>> begin Material for this exercise
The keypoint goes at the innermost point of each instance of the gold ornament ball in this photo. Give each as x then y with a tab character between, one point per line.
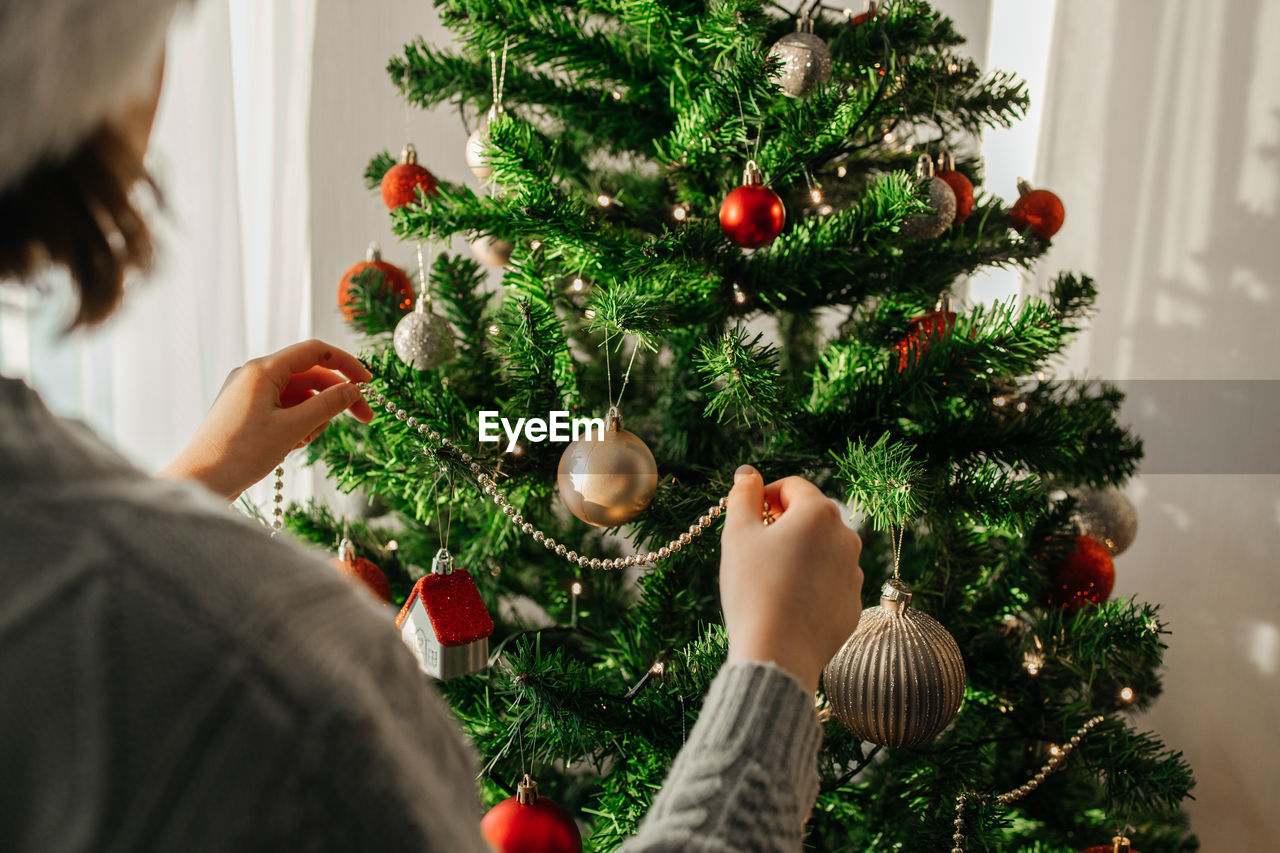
608	480
492	251
1107	516
899	679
>> end Material for this exercise
What is needed >> Arrange the records above as a two-column CSV with the headers "text" and "answer", one row per record, each value in a single quoted field with its line breaks replaced by spaces. Leave the pictures out.

Completed task >>
text,answer
"The keypoint goes at the innermost point of each instance of the gold ornament ball in this photo. Give each as x then y with a tab character between, one point per line.","608	480 492	251 1107	516 899	679"